M. Malagnoux, E.H. Sène and N. Atzmon
Michel Malagnoux, prior to his retirement in September 2007, was Forestry Officer (Arid Zones) in the Forest Conservation Service, FAO Forestry Department.
El Hadji Sène was Director of the Forest Resources Division, FAO Forestry Department, until his retirement in 2004, and currently resides in Dakar, Senegal.
Nir Atzmon is in the Department of Agronomy and Natural Resources, Institute of Field and Garden Crops, Agriculture Research Organization, Volcani Centre, Bet-Dagan, Israel.This article is adapted from Malagnoux, 2007.
In arid lands, where competition for water is acute, trees should be planted only when and where necessary and possible.
Arid lands are among the world’s most fragile ecosystems, made more so by periodic droughts and increasing overexploitation of meagre resources. Arid and semi-arid lands cover around one-third of the world’s land area and are inhabited by about one billion people, a large proportion of whom are among the poorest in the world.

* **TASK A**: Could you reproduce the records word for word, from their start up to and including the line that contains "positive clicks: (221, 60)", without the pictures?

* **INFORMATION**:
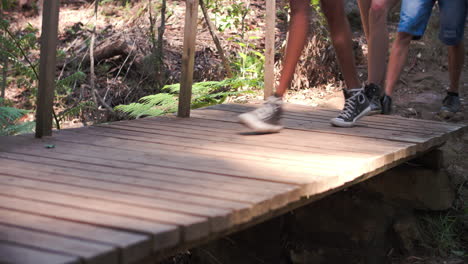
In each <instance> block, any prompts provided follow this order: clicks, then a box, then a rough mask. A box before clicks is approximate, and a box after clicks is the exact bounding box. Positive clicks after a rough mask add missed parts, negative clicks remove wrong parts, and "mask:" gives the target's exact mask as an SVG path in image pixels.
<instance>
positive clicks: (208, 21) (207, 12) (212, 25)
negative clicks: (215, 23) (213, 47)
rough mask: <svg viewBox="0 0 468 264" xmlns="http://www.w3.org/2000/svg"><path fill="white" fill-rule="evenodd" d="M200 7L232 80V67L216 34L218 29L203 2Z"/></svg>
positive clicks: (221, 60)
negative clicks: (211, 21) (216, 27)
mask: <svg viewBox="0 0 468 264" xmlns="http://www.w3.org/2000/svg"><path fill="white" fill-rule="evenodd" d="M200 7H201V10H202V12H203V16H204V17H205V22H206V24H207V25H208V29H209V31H210V34H211V37H212V38H213V41H214V43H215V45H216V48H217V49H218V53H219V56H220V57H221V61H222V62H223V66H224V69H225V70H226V75H227V77H228V78H232V70H231V66H229V61H228V60H227V59H226V56H224V50H223V47H222V46H221V43H220V41H219V39H218V36H217V35H216V32H215V30H216V29H215V27H214V25H213V23H212V22H211V20H210V18H209V16H208V11H207V10H206V7H205V4H204V3H203V0H200Z"/></svg>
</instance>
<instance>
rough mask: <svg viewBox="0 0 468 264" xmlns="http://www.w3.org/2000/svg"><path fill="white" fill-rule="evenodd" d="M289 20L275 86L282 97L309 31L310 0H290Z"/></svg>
mask: <svg viewBox="0 0 468 264" xmlns="http://www.w3.org/2000/svg"><path fill="white" fill-rule="evenodd" d="M290 5H291V21H290V23H289V36H288V43H287V45H286V55H285V57H284V62H283V69H282V71H281V76H280V80H279V85H278V87H277V88H276V95H277V96H279V97H282V96H283V95H284V93H285V92H286V90H287V89H288V88H289V86H290V85H291V81H292V79H293V76H294V71H295V69H296V65H297V61H298V60H299V58H300V56H301V53H302V50H303V49H304V46H305V43H306V41H307V33H308V32H309V17H310V1H308V0H290Z"/></svg>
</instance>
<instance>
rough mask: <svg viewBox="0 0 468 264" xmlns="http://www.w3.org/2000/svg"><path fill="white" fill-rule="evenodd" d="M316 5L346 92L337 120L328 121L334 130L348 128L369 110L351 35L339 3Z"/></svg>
mask: <svg viewBox="0 0 468 264" xmlns="http://www.w3.org/2000/svg"><path fill="white" fill-rule="evenodd" d="M320 2H321V4H322V10H323V13H324V14H325V17H326V19H327V22H328V26H329V29H330V36H331V39H332V43H333V47H334V48H335V52H336V55H337V57H338V62H339V64H340V67H341V71H342V73H343V77H344V79H345V83H346V88H347V89H345V90H343V93H344V96H345V105H344V107H343V110H342V111H341V113H340V114H339V115H338V117H336V118H333V119H331V120H330V121H331V124H332V125H334V126H339V127H351V126H354V124H355V122H356V121H357V120H359V119H360V118H362V117H363V116H365V115H367V114H368V113H369V112H370V110H371V108H370V105H369V100H368V99H367V97H366V95H365V94H364V89H362V85H361V83H360V81H359V78H358V75H357V70H356V63H355V60H354V51H353V41H352V33H351V28H350V26H349V22H348V19H347V16H346V13H345V10H344V2H343V0H321V1H320Z"/></svg>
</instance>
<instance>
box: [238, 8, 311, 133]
mask: <svg viewBox="0 0 468 264" xmlns="http://www.w3.org/2000/svg"><path fill="white" fill-rule="evenodd" d="M290 5H291V21H290V24H289V37H288V43H287V48H286V54H285V57H284V63H283V69H282V71H281V76H280V81H279V85H278V87H277V88H276V91H275V95H274V96H270V97H269V98H268V99H267V101H266V102H265V104H264V105H263V106H261V107H259V108H258V109H256V110H254V111H251V112H248V113H244V114H241V115H239V119H240V121H241V122H242V123H243V124H245V125H246V126H248V127H249V128H251V129H252V130H254V131H255V132H259V133H272V132H278V131H280V130H281V129H282V126H281V125H280V118H281V115H282V97H283V95H284V93H285V92H286V91H287V89H288V88H289V86H290V85H291V81H292V79H293V76H294V71H295V69H296V65H297V61H298V60H299V58H300V56H301V53H302V50H303V49H304V46H305V43H306V41H307V33H308V32H309V17H310V0H290Z"/></svg>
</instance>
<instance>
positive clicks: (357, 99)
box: [330, 89, 371, 127]
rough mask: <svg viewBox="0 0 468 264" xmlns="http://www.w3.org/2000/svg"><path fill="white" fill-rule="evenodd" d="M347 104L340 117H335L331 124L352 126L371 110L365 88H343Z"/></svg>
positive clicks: (337, 125)
mask: <svg viewBox="0 0 468 264" xmlns="http://www.w3.org/2000/svg"><path fill="white" fill-rule="evenodd" d="M343 92H344V94H345V99H346V101H345V105H344V108H343V111H341V113H340V114H339V115H338V117H336V118H333V119H332V120H330V121H331V124H332V125H334V126H338V127H352V126H354V124H355V123H356V121H358V120H359V119H360V118H362V117H364V116H365V115H367V114H368V113H369V112H370V111H371V107H370V103H369V99H367V96H366V95H365V94H364V90H363V89H352V90H343Z"/></svg>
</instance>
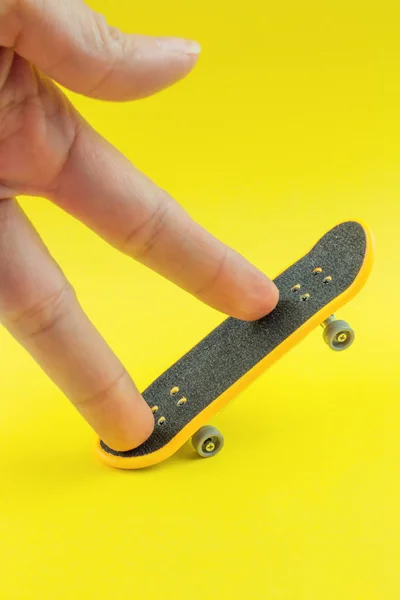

* **TASK B**: Will you write out the entire text on arid-land forestry word for word?

* **WRITTEN RESPONSE A**:
In each <instance> block, any prompts provided follow this order: clicks, then a box, then a rough mask. A box before clicks is approximate, and a box after clicks is the exact bounding box. Positive clicks after a rough mask add missed parts, negative clicks remove wrong parts, and "mask:" gives the target's exact mask as an SVG path in image pixels.
<instance>
positive clicks: (208, 21) (207, 12) (212, 25)
negative clicks: (215, 23) (213, 47)
rough mask: <svg viewBox="0 0 468 264" xmlns="http://www.w3.org/2000/svg"><path fill="white" fill-rule="evenodd" d="M200 7L232 80V67L216 34L218 29L203 2Z"/></svg>
positive clicks: (221, 60)

* **WRITTEN RESPONSE B**:
M. Malagnoux, E.H. Sène and N. Atzmon
Michel Malagnoux, prior to his retirement in September 2007, was Forestry Officer (Arid Zones) in the Forest Conservation Service, FAO Forestry Department.
El Hadji Sène was Director of the Forest Resources Division, FAO Forestry Department, until his retirement in 2004, and currently resides in Dakar, Senegal.
Nir Atzmon is in the Department of Agronomy and Natural Resources, Institute of Field and Garden Crops, Agriculture Research Organization, Volcani Centre, Bet-Dagan, Israel.This article is adapted from Malagnoux, 2007.
In arid lands, where competition for water is acute, trees should be planted only when and where necessary and possible.
Arid lands are among the world’s most fragile ecosystems, made more so by periodic droughts and increasing overexploitation of meagre resources. Arid and semi-arid lands cover around one-third of the world’s land area and are inhabited by about one billion people, a large proportion of whom are among the poorest in the world.